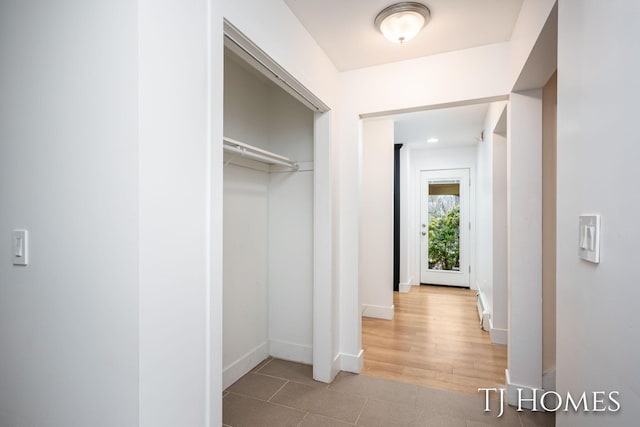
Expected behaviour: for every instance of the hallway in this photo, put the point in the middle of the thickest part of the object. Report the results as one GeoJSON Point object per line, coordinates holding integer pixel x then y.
{"type": "Point", "coordinates": [435, 340]}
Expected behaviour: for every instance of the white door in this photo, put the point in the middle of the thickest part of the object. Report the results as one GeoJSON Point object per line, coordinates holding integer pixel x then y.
{"type": "Point", "coordinates": [444, 227]}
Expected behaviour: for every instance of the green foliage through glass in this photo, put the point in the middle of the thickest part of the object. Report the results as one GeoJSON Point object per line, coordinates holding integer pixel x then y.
{"type": "Point", "coordinates": [444, 241]}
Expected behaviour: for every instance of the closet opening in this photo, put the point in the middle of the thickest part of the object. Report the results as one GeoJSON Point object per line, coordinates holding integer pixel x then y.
{"type": "Point", "coordinates": [272, 191]}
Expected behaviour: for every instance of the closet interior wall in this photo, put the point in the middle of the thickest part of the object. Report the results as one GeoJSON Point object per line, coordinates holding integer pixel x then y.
{"type": "Point", "coordinates": [268, 226]}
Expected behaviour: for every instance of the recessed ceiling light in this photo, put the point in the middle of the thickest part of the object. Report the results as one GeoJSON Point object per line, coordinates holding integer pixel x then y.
{"type": "Point", "coordinates": [402, 21]}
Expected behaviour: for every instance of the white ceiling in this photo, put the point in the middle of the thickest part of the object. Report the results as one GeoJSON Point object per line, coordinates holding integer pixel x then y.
{"type": "Point", "coordinates": [345, 30]}
{"type": "Point", "coordinates": [454, 126]}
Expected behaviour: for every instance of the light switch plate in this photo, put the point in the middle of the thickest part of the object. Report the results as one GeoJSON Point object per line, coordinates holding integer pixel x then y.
{"type": "Point", "coordinates": [20, 247]}
{"type": "Point", "coordinates": [589, 238]}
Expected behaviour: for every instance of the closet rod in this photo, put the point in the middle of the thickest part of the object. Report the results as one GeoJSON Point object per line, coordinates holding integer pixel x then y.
{"type": "Point", "coordinates": [259, 154]}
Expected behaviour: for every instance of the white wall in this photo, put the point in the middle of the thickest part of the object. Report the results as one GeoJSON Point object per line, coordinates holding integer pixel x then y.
{"type": "Point", "coordinates": [499, 317]}
{"type": "Point", "coordinates": [492, 290]}
{"type": "Point", "coordinates": [549, 229]}
{"type": "Point", "coordinates": [422, 158]}
{"type": "Point", "coordinates": [180, 305]}
{"type": "Point", "coordinates": [524, 213]}
{"type": "Point", "coordinates": [376, 219]}
{"type": "Point", "coordinates": [438, 79]}
{"type": "Point", "coordinates": [598, 152]}
{"type": "Point", "coordinates": [482, 73]}
{"type": "Point", "coordinates": [115, 179]}
{"type": "Point", "coordinates": [407, 215]}
{"type": "Point", "coordinates": [68, 167]}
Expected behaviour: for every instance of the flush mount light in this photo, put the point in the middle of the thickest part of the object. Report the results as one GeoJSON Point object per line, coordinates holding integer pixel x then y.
{"type": "Point", "coordinates": [402, 21]}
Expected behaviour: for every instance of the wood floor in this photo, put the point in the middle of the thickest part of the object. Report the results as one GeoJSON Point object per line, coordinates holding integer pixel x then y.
{"type": "Point", "coordinates": [435, 340]}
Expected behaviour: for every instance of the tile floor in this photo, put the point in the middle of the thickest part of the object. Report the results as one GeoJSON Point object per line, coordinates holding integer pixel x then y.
{"type": "Point", "coordinates": [280, 393]}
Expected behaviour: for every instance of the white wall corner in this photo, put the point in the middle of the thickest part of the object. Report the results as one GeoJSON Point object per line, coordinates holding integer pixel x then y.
{"type": "Point", "coordinates": [352, 363]}
{"type": "Point", "coordinates": [404, 287]}
{"type": "Point", "coordinates": [549, 380]}
{"type": "Point", "coordinates": [521, 396]}
{"type": "Point", "coordinates": [378, 311]}
{"type": "Point", "coordinates": [498, 336]}
{"type": "Point", "coordinates": [246, 363]}
{"type": "Point", "coordinates": [291, 351]}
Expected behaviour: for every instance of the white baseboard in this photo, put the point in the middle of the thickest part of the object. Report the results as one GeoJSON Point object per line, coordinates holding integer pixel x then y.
{"type": "Point", "coordinates": [352, 363]}
{"type": "Point", "coordinates": [483, 314]}
{"type": "Point", "coordinates": [290, 351]}
{"type": "Point", "coordinates": [377, 311]}
{"type": "Point", "coordinates": [246, 363]}
{"type": "Point", "coordinates": [498, 336]}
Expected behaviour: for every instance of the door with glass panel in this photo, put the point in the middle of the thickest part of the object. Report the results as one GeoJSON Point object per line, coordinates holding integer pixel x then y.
{"type": "Point", "coordinates": [444, 227]}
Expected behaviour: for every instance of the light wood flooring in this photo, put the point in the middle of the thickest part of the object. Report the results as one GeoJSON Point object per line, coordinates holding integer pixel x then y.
{"type": "Point", "coordinates": [435, 340]}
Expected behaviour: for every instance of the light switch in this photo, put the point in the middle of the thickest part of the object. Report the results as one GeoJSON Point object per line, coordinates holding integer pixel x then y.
{"type": "Point", "coordinates": [20, 247]}
{"type": "Point", "coordinates": [589, 238]}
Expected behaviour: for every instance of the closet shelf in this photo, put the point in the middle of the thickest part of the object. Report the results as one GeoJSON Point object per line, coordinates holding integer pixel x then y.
{"type": "Point", "coordinates": [255, 153]}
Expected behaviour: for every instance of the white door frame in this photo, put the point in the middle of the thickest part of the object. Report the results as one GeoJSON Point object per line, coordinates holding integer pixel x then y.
{"type": "Point", "coordinates": [450, 278]}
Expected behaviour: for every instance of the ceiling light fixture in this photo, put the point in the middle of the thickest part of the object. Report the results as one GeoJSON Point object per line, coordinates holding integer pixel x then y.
{"type": "Point", "coordinates": [402, 21]}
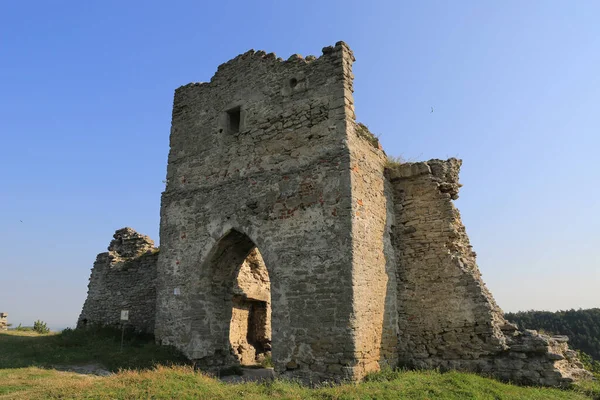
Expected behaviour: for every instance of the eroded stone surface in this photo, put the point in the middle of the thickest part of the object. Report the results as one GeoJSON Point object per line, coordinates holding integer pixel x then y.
{"type": "Point", "coordinates": [447, 317]}
{"type": "Point", "coordinates": [123, 279]}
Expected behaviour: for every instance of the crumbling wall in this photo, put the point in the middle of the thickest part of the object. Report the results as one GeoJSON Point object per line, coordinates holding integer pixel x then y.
{"type": "Point", "coordinates": [124, 278]}
{"type": "Point", "coordinates": [3, 321]}
{"type": "Point", "coordinates": [259, 157]}
{"type": "Point", "coordinates": [373, 261]}
{"type": "Point", "coordinates": [447, 317]}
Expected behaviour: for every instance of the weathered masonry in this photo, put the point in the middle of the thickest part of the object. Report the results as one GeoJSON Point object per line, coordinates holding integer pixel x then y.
{"type": "Point", "coordinates": [286, 231]}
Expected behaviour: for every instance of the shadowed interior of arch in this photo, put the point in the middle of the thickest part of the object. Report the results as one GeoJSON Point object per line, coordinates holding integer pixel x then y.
{"type": "Point", "coordinates": [250, 326]}
{"type": "Point", "coordinates": [240, 276]}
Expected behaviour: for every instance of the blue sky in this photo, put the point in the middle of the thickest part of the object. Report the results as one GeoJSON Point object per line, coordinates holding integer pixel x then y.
{"type": "Point", "coordinates": [86, 90]}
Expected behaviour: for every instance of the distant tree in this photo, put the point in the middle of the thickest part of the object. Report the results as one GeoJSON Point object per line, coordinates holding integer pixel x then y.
{"type": "Point", "coordinates": [581, 326]}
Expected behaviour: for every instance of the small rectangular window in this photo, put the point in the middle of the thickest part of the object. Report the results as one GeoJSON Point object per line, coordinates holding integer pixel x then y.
{"type": "Point", "coordinates": [233, 120]}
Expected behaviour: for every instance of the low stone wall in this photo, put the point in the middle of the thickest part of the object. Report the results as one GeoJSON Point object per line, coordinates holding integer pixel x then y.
{"type": "Point", "coordinates": [123, 279]}
{"type": "Point", "coordinates": [3, 321]}
{"type": "Point", "coordinates": [447, 317]}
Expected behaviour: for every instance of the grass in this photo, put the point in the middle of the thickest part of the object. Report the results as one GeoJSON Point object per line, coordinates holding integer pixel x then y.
{"type": "Point", "coordinates": [26, 360]}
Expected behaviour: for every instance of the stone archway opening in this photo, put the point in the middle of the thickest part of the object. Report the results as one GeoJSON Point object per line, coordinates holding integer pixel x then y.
{"type": "Point", "coordinates": [250, 325]}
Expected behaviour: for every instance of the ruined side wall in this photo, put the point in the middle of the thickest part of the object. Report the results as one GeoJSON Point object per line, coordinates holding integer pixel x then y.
{"type": "Point", "coordinates": [447, 317]}
{"type": "Point", "coordinates": [123, 278]}
{"type": "Point", "coordinates": [445, 311]}
{"type": "Point", "coordinates": [373, 259]}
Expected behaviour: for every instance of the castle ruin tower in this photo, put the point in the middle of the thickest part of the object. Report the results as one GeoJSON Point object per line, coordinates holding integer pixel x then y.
{"type": "Point", "coordinates": [261, 157]}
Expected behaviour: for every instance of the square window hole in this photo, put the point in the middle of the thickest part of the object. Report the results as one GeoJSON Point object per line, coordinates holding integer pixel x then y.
{"type": "Point", "coordinates": [233, 120]}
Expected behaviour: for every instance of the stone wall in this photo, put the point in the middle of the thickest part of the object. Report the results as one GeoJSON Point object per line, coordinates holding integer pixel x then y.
{"type": "Point", "coordinates": [259, 158]}
{"type": "Point", "coordinates": [123, 279]}
{"type": "Point", "coordinates": [3, 321]}
{"type": "Point", "coordinates": [373, 258]}
{"type": "Point", "coordinates": [447, 317]}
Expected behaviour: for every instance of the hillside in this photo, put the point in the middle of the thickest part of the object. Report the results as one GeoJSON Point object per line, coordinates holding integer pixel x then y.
{"type": "Point", "coordinates": [581, 326]}
{"type": "Point", "coordinates": [32, 367]}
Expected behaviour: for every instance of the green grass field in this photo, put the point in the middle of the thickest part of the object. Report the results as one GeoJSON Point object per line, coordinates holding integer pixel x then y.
{"type": "Point", "coordinates": [30, 363]}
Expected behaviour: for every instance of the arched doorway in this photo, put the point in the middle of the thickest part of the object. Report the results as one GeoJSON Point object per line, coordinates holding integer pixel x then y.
{"type": "Point", "coordinates": [233, 304]}
{"type": "Point", "coordinates": [250, 326]}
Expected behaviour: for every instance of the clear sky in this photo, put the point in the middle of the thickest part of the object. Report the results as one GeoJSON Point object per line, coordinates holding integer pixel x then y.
{"type": "Point", "coordinates": [86, 90]}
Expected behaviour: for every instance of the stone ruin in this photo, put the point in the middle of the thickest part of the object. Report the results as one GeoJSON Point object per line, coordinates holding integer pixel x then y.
{"type": "Point", "coordinates": [286, 232]}
{"type": "Point", "coordinates": [3, 321]}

___

## INSTRUCTIONS TO FOLLOW
Your answer should consist only of the lines from the one with "Expected behaviour: for every instance of the clear" through the end of the data above, reproduced exactly.

## SOLUTION FOR THIS TASK
Expected behaviour: for every instance of the clear sky in this photo, put the point in the middle of the thickest part of the object. Report the results as one GeoJSON Point object per line, coordinates holding integer pixel x then y.
{"type": "Point", "coordinates": [86, 90]}
Expected behaviour: for every instance of the stone ruin in this photo, put the point in the middle of the thickest part of the object. Report the results as one GeoJSON Point object per line, coordinates holding integer pixel x then y.
{"type": "Point", "coordinates": [286, 232]}
{"type": "Point", "coordinates": [3, 321]}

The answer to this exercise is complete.